* [Text]:
James, Frances C., Wamer, Noel O.
Ecology 1982 v.63 no.1 pp. 159-171
birds, breeding, canopy, coniferous forests, correlation, data collection, deciduous forests, leaves, principal component analysis, secondary succession, species diversity, temperate forests, trees
General patterns of density, species richness, and relative abundance of breeding birds are examined in a wide variety of North American forests. Taking data from censuses published in American Birds, we use rarefaction to ordinate the species richness of communities in terms of samples of equal numbers of individuals. By this criterion young forests in secondary succession and mature deciduous forests can be equally rich in bird species; coniferous forests and dense successional stands having only one or two species of trees have the fewest species of birds. For our data set the density of birds is higher in mature deciduous forests than in successional stands. The species/area relationship (s/a) is a function of both this species/individuals relationship (s/n) and the individuals/area relationship (n/a). According to the Jonckheere—Terpstra statistic there is a statistically significant pattern to the order in which bird communities fall with regard to s/n and n/a. To see these relationships in terms of the structure of the vegetation, we present the positions of 56 stands in a graphic space determined by principal components. Tree species richness and canopy cover dominate the first axis, and variation in canopy height the second. Tree density has a somewhat independent pattern of variation and is expressed by the third axis. In the bivariate space of principal components one and three, a SYMAP contour diagram of the number of bird species expected in 10 ha (s/a) shows maximal values in mature deciduous forests, but not in those that have the highest trees species richness, canopy height, or tree density. The number of individual birds/10 ha (n/a) shows a similar pattern except that maximal density occurs at maximal values of tree species richness and canopy height. By this criterion both bird species richness and density are minimal in coniferous forests characterized by high tree density, low canopy, and few species of trees. These patterns are not discernible by the classic bird species diversity/foliage height diversity method proposed by Mac Arthur and Mac Arthur in 1961. They are masked by correlation coefficients, partly because the coefficients are insensitive to nonlinear relationships. We recommend rarefaction, principal components analysis, and contour diagrams to display relationships among communities.

[Records excerpted from a collection]
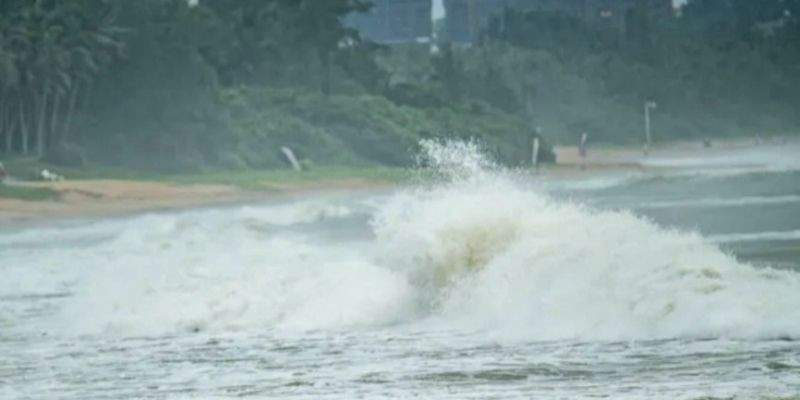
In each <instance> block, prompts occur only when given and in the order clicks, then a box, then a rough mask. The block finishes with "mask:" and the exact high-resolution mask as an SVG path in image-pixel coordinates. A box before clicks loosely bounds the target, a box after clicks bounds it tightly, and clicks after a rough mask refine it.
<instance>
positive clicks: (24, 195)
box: [0, 183, 59, 201]
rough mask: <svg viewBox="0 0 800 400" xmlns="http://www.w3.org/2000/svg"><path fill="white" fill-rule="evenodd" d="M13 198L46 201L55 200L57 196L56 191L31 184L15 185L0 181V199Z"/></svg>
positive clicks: (28, 200) (39, 200) (14, 198)
mask: <svg viewBox="0 0 800 400" xmlns="http://www.w3.org/2000/svg"><path fill="white" fill-rule="evenodd" d="M3 198H5V199H15V200H26V201H47V200H57V199H58V198H59V196H58V192H56V191H54V190H52V189H48V188H43V187H33V186H17V185H13V186H12V185H6V184H2V183H0V199H3Z"/></svg>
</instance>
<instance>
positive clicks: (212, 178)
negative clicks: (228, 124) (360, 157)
mask: <svg viewBox="0 0 800 400" xmlns="http://www.w3.org/2000/svg"><path fill="white" fill-rule="evenodd" d="M411 177H412V173H411V172H410V171H408V170H406V169H402V168H386V167H317V168H314V169H311V170H309V171H303V172H297V171H293V170H289V169H273V170H229V171H208V172H201V173H191V174H170V175H159V176H156V177H155V179H156V180H158V181H162V182H172V183H178V184H225V185H234V186H238V187H240V188H242V189H246V190H258V191H261V190H264V191H271V190H279V189H281V188H282V187H285V186H287V185H297V184H309V185H313V184H317V183H324V182H330V181H341V180H352V179H357V180H362V181H374V182H387V183H394V182H403V181H406V180H409V179H411Z"/></svg>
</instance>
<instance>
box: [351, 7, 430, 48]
mask: <svg viewBox="0 0 800 400" xmlns="http://www.w3.org/2000/svg"><path fill="white" fill-rule="evenodd" d="M372 3H373V6H372V9H371V10H370V11H369V12H366V13H354V14H350V15H348V16H347V17H346V18H345V21H344V22H345V25H347V26H350V27H352V28H355V29H357V30H358V31H359V33H361V36H362V37H363V38H365V39H369V40H372V41H374V42H378V43H384V44H399V43H413V42H427V41H430V38H431V35H432V34H433V21H432V18H433V15H432V12H433V4H432V0H372Z"/></svg>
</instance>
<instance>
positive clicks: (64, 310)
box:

* [What you need to do]:
Answer the following questions using the abstract on breeding birds in North American forests.
(a) From which publication were the census data taken?
(b) Which two variables dominate the first principal-component axis?
(c) Which three methods do the authors recommend for displaying relationships among communities?

* [Solved problem]:
(a) American Birds.
(b) Tree species richness and canopy cover.
(c) Rarefaction, principal components analysis, and contour diagrams.